- _WRITTEN EXERCISE_
Leave out the pictures and copy each record below exactly.

______________________________

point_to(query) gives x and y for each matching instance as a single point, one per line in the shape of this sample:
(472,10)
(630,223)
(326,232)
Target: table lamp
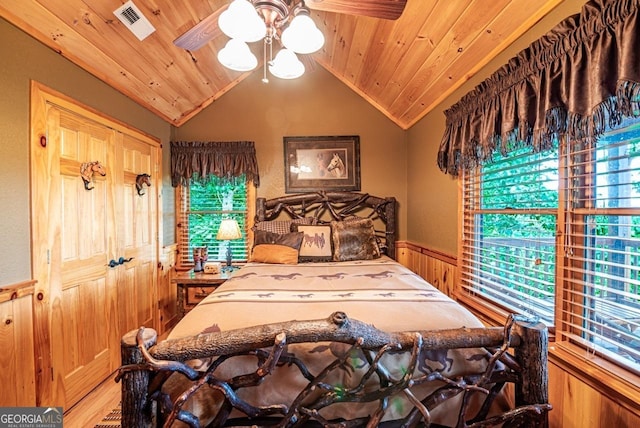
(228,230)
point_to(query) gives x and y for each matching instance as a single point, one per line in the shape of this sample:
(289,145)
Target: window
(557,234)
(202,206)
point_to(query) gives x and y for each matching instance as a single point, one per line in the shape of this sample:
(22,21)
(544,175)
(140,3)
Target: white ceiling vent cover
(134,20)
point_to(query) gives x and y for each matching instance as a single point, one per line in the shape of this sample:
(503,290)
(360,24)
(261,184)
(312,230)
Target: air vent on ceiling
(134,20)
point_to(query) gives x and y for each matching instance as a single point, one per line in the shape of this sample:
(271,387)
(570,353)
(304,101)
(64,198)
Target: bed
(322,327)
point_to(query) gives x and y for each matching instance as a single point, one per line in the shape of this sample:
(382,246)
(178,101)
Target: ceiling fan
(208,29)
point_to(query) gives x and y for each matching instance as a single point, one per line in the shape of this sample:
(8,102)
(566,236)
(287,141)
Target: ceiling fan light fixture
(286,65)
(302,36)
(241,21)
(237,56)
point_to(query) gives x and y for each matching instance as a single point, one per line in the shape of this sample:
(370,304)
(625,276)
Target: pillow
(274,253)
(281,226)
(291,239)
(354,240)
(316,243)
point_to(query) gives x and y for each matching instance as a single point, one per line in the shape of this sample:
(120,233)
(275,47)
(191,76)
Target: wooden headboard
(325,207)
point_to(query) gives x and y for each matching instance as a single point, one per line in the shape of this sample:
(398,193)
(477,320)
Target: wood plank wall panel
(437,269)
(576,404)
(167,291)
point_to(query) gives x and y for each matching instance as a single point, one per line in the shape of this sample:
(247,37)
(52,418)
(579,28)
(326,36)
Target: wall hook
(140,180)
(87,169)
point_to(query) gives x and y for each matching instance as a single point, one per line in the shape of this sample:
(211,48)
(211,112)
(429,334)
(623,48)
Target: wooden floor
(96,405)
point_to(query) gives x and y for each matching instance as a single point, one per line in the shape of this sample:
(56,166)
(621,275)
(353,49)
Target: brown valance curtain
(198,159)
(579,80)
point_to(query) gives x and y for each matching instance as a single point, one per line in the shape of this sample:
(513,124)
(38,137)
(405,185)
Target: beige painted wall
(316,104)
(432,211)
(25,59)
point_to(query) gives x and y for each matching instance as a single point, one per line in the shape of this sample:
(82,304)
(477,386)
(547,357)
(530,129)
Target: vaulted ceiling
(403,67)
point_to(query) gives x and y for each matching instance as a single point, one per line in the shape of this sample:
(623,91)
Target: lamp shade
(302,36)
(286,65)
(241,21)
(228,230)
(236,55)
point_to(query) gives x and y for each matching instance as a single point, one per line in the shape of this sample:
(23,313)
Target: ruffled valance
(579,80)
(200,159)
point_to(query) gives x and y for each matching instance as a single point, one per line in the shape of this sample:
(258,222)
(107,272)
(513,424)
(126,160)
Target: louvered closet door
(75,229)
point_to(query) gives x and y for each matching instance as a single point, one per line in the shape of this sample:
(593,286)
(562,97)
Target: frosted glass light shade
(241,21)
(302,36)
(286,65)
(237,56)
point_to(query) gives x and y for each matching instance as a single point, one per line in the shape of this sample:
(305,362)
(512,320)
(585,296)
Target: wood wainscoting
(17,376)
(580,397)
(437,268)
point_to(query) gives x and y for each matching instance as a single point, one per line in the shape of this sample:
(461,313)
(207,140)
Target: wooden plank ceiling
(404,67)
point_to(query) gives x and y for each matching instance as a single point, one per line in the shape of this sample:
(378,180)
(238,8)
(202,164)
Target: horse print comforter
(380,292)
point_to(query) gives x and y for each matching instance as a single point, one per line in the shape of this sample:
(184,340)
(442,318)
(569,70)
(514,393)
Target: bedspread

______________________________

- _RESPONSE TO THIS EXERCISE_
point_to(query) gives x and y for each matching instance as a single point, one per line in the shape of this sample:
(472,10)
(630,223)
(326,232)
Target: table lamp
(228,230)
point_to(query) gives x and y for each matching instance as a single point, one per line in the shape of this sample:
(289,145)
Target: window
(557,234)
(202,206)
point_to(query) gives x and y for each matching instance as a single point, one per line in the shape of this sample:
(22,21)
(544,175)
(140,3)
Target: white ceiling vent cover
(134,20)
point_to(query) gives x and y for each matching instance as a single point, one per line in the shape of this sample:
(503,290)
(360,24)
(261,184)
(312,230)
Target: air vent on ceiling
(134,20)
point_to(query) gives x and y for each matching instance as a single point, one per line in the shape of this sample:
(271,387)
(570,353)
(304,101)
(64,198)
Target: bed
(322,327)
point_to(query) gives x and y for each matching instance as a single point, one per line in the shape of this sample:
(382,246)
(178,101)
Target: ceiling fan
(208,29)
point_to(query) gives x and y for each matching instance as a single point, one per line in the shape of this sample:
(8,102)
(566,236)
(287,141)
Target: ceiling fan light fixture
(286,65)
(302,36)
(241,21)
(237,56)
point_to(query) gives x and y for each matching instance as a single point, one per line in the shape of this sample:
(370,304)
(625,276)
Target: pillow
(274,253)
(281,226)
(291,239)
(354,240)
(316,243)
point_to(query) gives x and y for each matching instance as a single point, one per line in the shape of this sample:
(120,233)
(275,47)
(191,76)
Target: wooden headboard
(325,207)
point_to(query) gives x and y for each matching instance as a single point, one per line in the shape of this sample:
(398,193)
(477,320)
Target: wood plank wall panel
(437,269)
(576,404)
(167,291)
point_to(query) gives x and y for each matching instance as a single point, one per line in the shape of this sample:
(247,37)
(52,418)
(579,28)
(326,36)
Target: wall hook
(140,180)
(87,169)
point_to(query) gives x and y for each matching instance as a single point, one per line in the shape of this sample:
(211,48)
(211,112)
(429,334)
(623,48)
Target: wooden floor
(96,405)
point_to(query) gives x and y for each matching instance as a single point, one per line in the shape of this sample:
(56,166)
(621,275)
(353,49)
Target: brown valance curtain
(198,159)
(579,80)
point_to(query) gives x and y for each matching instance as a single point, one per line in the shape of this sample:
(513,124)
(38,137)
(405,185)
Target: beige painted wall
(316,104)
(432,211)
(25,59)
point_to(query) gives x and y for each matching instance as a single point, one per line in the shape of this sample:
(82,304)
(477,386)
(547,357)
(530,129)
Target: vaulted ceiling
(403,67)
point_to(query) gives x and y for each matching instance as a single point, one per line in the shape of this sample:
(623,91)
Target: lamp shade
(302,36)
(286,65)
(241,21)
(228,230)
(236,55)
point_to(query) gives x and y for each matching instance as a single point, one per line in the shape of this sample:
(23,313)
Target: ruffled valance
(579,80)
(200,159)
point_to(query) gives x and y for each matching instance as a single point, one per line in the shape of this sample:
(258,222)
(107,272)
(513,424)
(126,160)
Target: louvered closet door
(75,229)
point_to(query) gives x and y for each matching instance as a single point, one per line in the shape of this sample:
(593,286)
(562,97)
Target: frosted glass light shade
(241,21)
(302,36)
(286,65)
(237,56)
point_to(query) gives x and y for each matching instance as a single point, one per line in the shape of this sample:
(305,362)
(512,320)
(585,296)
Target: wood wainscoting
(17,376)
(580,397)
(437,268)
point_to(query) gives x and y for each matching instance as a single point, one per line in the shape of this sample:
(461,313)
(207,140)
Target: wooden plank ceiling
(404,67)
point_to(query) gives x and y for each matching instance as a single point, one per line in the shape of this sample:
(378,180)
(238,8)
(202,164)
Target: horse print comforter
(380,292)
point_to(query) gives x and y for each matching instance as a single point, one per line in the shape of this sample:
(184,340)
(442,318)
(569,70)
(514,393)
Target: bedspread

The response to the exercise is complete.